### TASK TO CARRY OUT
The expected answer is the set of lines in the data below between the line holding "Query: mascot boot" and the line holding "pixel 148 134", inclusive, written out exactly.

DATASET ENTRIES section start

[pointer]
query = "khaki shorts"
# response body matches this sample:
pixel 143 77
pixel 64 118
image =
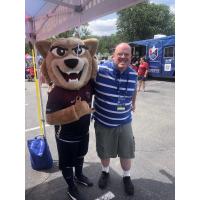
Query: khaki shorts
pixel 113 142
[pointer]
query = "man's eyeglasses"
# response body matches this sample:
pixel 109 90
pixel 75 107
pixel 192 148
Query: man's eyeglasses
pixel 123 55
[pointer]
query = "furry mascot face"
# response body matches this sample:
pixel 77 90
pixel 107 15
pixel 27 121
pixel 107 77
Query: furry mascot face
pixel 68 62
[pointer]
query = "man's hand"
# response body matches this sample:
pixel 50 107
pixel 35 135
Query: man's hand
pixel 133 108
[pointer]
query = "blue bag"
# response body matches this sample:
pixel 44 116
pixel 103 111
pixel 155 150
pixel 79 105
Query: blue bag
pixel 40 154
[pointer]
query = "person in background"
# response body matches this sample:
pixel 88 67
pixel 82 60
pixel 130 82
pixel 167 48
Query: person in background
pixel 142 73
pixel 115 95
pixel 135 64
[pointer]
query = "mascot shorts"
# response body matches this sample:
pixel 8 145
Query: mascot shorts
pixel 113 142
pixel 70 152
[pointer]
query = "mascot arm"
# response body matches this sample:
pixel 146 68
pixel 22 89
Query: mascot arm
pixel 69 114
pixel 64 116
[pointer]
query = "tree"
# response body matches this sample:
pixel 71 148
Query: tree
pixel 82 31
pixel 145 20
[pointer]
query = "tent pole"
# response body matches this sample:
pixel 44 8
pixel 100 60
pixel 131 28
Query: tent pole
pixel 38 91
pixel 41 98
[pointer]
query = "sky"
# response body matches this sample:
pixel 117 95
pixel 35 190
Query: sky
pixel 107 24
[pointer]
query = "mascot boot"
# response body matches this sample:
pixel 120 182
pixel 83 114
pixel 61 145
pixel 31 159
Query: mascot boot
pixel 69 67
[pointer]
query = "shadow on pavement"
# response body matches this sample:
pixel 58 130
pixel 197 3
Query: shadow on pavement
pixel 145 189
pixel 152 91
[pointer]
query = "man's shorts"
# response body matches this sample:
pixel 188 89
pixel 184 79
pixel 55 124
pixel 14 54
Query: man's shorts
pixel 141 78
pixel 112 142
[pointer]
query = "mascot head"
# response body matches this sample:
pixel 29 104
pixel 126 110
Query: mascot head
pixel 68 62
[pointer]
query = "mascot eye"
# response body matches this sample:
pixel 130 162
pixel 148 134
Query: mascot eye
pixel 58 51
pixel 79 50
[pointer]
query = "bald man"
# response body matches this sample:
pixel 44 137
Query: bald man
pixel 115 94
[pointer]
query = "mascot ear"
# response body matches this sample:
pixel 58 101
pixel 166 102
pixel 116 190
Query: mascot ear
pixel 92 45
pixel 43 47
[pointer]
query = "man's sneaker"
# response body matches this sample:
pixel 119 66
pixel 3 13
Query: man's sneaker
pixel 128 185
pixel 83 180
pixel 103 180
pixel 74 193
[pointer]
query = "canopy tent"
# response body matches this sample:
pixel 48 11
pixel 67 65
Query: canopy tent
pixel 166 41
pixel 45 18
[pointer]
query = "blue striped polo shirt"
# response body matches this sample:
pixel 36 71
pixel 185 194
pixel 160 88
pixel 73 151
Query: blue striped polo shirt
pixel 114 89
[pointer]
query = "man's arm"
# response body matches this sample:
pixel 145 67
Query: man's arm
pixel 133 100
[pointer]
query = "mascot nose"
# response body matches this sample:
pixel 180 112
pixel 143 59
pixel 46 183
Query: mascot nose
pixel 71 63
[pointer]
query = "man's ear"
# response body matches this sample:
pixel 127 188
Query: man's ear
pixel 92 45
pixel 43 47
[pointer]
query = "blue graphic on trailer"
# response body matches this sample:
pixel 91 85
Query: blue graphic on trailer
pixel 160 54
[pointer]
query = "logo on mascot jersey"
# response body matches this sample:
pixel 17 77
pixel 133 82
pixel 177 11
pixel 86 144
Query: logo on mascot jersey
pixel 153 53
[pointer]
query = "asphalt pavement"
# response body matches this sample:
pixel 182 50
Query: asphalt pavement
pixel 153 169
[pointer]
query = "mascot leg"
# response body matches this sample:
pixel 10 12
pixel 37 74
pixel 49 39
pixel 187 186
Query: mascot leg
pixel 68 176
pixel 79 177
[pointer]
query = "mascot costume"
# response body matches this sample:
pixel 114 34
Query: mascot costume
pixel 69 67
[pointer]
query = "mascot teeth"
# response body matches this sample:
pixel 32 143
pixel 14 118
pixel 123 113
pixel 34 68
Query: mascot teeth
pixel 73 80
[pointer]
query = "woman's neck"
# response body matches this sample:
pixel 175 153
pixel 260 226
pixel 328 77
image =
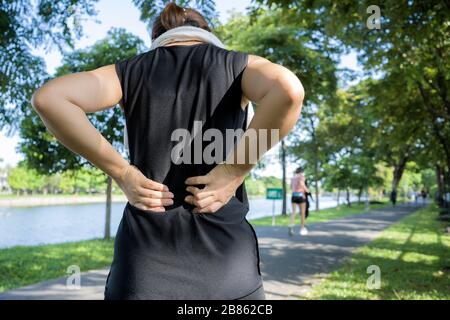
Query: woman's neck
pixel 183 43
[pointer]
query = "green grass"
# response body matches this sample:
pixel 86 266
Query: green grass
pixel 414 259
pixel 321 216
pixel 23 265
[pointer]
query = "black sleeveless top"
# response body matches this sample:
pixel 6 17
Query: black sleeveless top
pixel 178 254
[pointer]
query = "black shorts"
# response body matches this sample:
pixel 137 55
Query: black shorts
pixel 299 200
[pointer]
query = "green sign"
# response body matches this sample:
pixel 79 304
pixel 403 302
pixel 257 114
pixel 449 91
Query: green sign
pixel 274 193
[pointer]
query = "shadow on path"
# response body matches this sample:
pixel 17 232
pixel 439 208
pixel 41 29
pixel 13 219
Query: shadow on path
pixel 290 264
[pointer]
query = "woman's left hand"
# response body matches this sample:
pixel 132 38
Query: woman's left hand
pixel 220 185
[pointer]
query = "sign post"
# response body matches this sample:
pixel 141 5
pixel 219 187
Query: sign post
pixel 274 194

DATASET ENTRIES section end

### WRITTEN ANSWER
Query: mascot boot
pixel 69 67
[pointer]
query = "shadow on pavement"
# response body matches this sample:
pixel 58 130
pixel 197 3
Query: shadow on pavement
pixel 145 189
pixel 152 91
[pointer]
query = "man's shorts"
# response body matches this sample:
pixel 188 89
pixel 184 79
pixel 55 124
pixel 14 54
Query: man's shorts
pixel 141 78
pixel 112 142
[pointer]
query = "mascot head"
# response body matches this sample:
pixel 29 104
pixel 126 110
Query: mascot head
pixel 68 62
[pointer]
query = "mascot eye"
# response body matches this sample:
pixel 130 162
pixel 148 134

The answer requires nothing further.